**TASK INSTRUCTIONS**
The reply should contain all of the data below, word for word.

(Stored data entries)
=====

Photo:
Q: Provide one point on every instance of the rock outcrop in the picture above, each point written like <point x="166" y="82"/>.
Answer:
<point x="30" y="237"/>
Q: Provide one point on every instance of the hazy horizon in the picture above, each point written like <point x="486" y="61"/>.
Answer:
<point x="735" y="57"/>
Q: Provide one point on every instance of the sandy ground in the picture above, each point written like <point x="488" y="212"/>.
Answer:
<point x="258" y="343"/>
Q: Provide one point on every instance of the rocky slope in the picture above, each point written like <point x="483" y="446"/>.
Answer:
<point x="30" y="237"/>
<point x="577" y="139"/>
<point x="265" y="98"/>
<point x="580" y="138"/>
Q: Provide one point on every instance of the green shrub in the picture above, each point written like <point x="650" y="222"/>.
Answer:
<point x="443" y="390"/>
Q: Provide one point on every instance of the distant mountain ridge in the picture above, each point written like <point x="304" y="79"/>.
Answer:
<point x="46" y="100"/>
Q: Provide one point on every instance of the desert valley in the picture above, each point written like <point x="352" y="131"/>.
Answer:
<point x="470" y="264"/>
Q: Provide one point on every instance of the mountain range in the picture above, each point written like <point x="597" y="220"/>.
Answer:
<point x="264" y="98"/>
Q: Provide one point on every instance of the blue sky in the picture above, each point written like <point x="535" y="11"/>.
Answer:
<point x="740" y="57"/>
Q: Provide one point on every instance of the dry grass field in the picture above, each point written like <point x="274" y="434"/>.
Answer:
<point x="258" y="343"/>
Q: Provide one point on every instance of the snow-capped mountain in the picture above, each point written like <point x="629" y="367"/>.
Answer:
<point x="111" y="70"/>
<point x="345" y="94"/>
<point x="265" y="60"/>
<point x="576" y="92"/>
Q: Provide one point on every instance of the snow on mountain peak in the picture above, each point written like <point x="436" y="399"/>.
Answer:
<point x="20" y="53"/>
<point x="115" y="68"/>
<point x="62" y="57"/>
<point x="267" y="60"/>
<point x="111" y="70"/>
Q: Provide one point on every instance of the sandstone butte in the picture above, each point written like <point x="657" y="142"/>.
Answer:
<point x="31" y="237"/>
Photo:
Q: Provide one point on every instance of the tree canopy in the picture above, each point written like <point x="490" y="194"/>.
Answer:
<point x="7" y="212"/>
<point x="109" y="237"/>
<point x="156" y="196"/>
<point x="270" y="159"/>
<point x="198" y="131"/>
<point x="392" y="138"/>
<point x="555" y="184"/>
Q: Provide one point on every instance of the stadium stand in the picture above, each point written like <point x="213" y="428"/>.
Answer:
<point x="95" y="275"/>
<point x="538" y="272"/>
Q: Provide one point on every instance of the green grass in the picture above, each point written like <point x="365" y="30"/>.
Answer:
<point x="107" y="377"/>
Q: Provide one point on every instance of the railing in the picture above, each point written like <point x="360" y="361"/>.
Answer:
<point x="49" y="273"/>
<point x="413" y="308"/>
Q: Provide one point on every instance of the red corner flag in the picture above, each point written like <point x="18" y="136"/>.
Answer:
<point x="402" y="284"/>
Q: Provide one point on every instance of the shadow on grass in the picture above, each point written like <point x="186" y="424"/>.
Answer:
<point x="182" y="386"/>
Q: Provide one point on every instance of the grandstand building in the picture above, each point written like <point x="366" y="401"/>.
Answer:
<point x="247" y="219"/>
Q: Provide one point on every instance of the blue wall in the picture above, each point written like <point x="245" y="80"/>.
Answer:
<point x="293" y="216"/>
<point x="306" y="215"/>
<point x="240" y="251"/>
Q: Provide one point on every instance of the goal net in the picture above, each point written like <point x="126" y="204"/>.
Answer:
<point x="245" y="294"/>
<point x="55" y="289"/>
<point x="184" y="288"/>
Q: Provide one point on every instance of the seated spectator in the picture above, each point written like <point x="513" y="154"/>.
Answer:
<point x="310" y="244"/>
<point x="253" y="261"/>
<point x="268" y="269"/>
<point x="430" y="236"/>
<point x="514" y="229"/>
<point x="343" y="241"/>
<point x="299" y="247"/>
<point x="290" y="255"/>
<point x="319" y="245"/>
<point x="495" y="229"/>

=====

**YOUR RESPONSE**
Photo:
Q: Provide one point on every instance of the rock outcrop in the picture above, each point written like <point x="166" y="82"/>.
Answer:
<point x="30" y="237"/>
Q: Provide one point on every instance of the hazy horizon in the picture above, each point written like <point x="486" y="61"/>.
Answer:
<point x="735" y="57"/>
Q: Provide one point on every instance of the sandy ground in the picture above, each point written like <point x="488" y="212"/>.
Answer:
<point x="258" y="343"/>
Q: Provide one point on every instance of the rocky slope in the picture above, each point written like <point x="483" y="446"/>.
Answer:
<point x="30" y="237"/>
<point x="577" y="139"/>
<point x="265" y="98"/>
<point x="580" y="138"/>
Q: Provide one point on every instance of the green shrub in the picture above, each point written like <point x="650" y="222"/>.
Answer:
<point x="443" y="390"/>
Q: Provide one point on every instance of the distant mountain ridge in the picture above, each point written like <point x="304" y="79"/>.
Answer:
<point x="46" y="100"/>
Q: Provide one point on every instance of the desert valley in the picture above, each point written like <point x="352" y="131"/>.
Answer:
<point x="470" y="264"/>
Q: Provide one point on every instance of the mountain range in the picture above, each point written like <point x="597" y="220"/>.
Answer:
<point x="264" y="98"/>
Q: Provide one point on every instance of the blue sky in the picture above, each point written like <point x="535" y="11"/>.
Answer:
<point x="740" y="57"/>
Q: Provide one point on every instance of the dry grass field in the picture above, each point written like <point x="274" y="434"/>.
Answer:
<point x="258" y="343"/>
Q: Provide one point on every instance of the snow-capped mountain in the picture above, each point written like <point x="629" y="367"/>.
Answer:
<point x="111" y="70"/>
<point x="345" y="94"/>
<point x="265" y="60"/>
<point x="576" y="92"/>
Q: Provide one point on every instance of the snow on mountain peak in the picture above, each point written like <point x="436" y="399"/>.
Answer:
<point x="20" y="53"/>
<point x="115" y="68"/>
<point x="62" y="57"/>
<point x="267" y="60"/>
<point x="111" y="70"/>
Q: Provide one point on every instance of the sandstone butte in the picture above, each point written like <point x="657" y="142"/>.
Answer:
<point x="31" y="237"/>
Photo:
Q: Provide one point on every instance of the tree canopy in the picture above, each point written like <point x="490" y="194"/>.
Answer:
<point x="7" y="212"/>
<point x="109" y="237"/>
<point x="156" y="196"/>
<point x="270" y="159"/>
<point x="198" y="131"/>
<point x="392" y="138"/>
<point x="555" y="184"/>
Q: Provide one point on every instance of the stadium stand in the picture above, each point written like <point x="213" y="428"/>.
Answer:
<point x="95" y="275"/>
<point x="538" y="272"/>
Q: Provide one point on every instance of the green grass in the picture above, each point written like <point x="365" y="30"/>.
Answer:
<point x="107" y="377"/>
Q: Provide one point on every instance of the railing in the picture above, each point written like <point x="360" y="361"/>.
Answer:
<point x="49" y="273"/>
<point x="413" y="308"/>
Q: Provide one point on every instance of the red corner flag in the picture above, each point written like <point x="18" y="136"/>.
Answer:
<point x="402" y="284"/>
Q: Provide one point on every instance of the shadow on grass in the picture above, each point written like <point x="186" y="424"/>.
Answer:
<point x="182" y="386"/>
Q: Provide one point on every instance of the grandstand building in the picture above, each point written like <point x="366" y="401"/>.
Answer:
<point x="247" y="219"/>
Q: Provide one point on every instance of the blue wall in the picture above, each point written like <point x="245" y="80"/>.
Answer:
<point x="293" y="216"/>
<point x="306" y="215"/>
<point x="240" y="251"/>
Q: Provide one point on every instance of the goal net in the picture above, each point written like <point x="126" y="204"/>.
Answer:
<point x="245" y="294"/>
<point x="55" y="289"/>
<point x="184" y="288"/>
Q: Provide one point on every instance of the seated spectator in the picture above, each point written like <point x="513" y="154"/>.
Answer:
<point x="310" y="244"/>
<point x="253" y="261"/>
<point x="268" y="269"/>
<point x="430" y="236"/>
<point x="514" y="229"/>
<point x="343" y="241"/>
<point x="299" y="247"/>
<point x="290" y="255"/>
<point x="319" y="245"/>
<point x="495" y="229"/>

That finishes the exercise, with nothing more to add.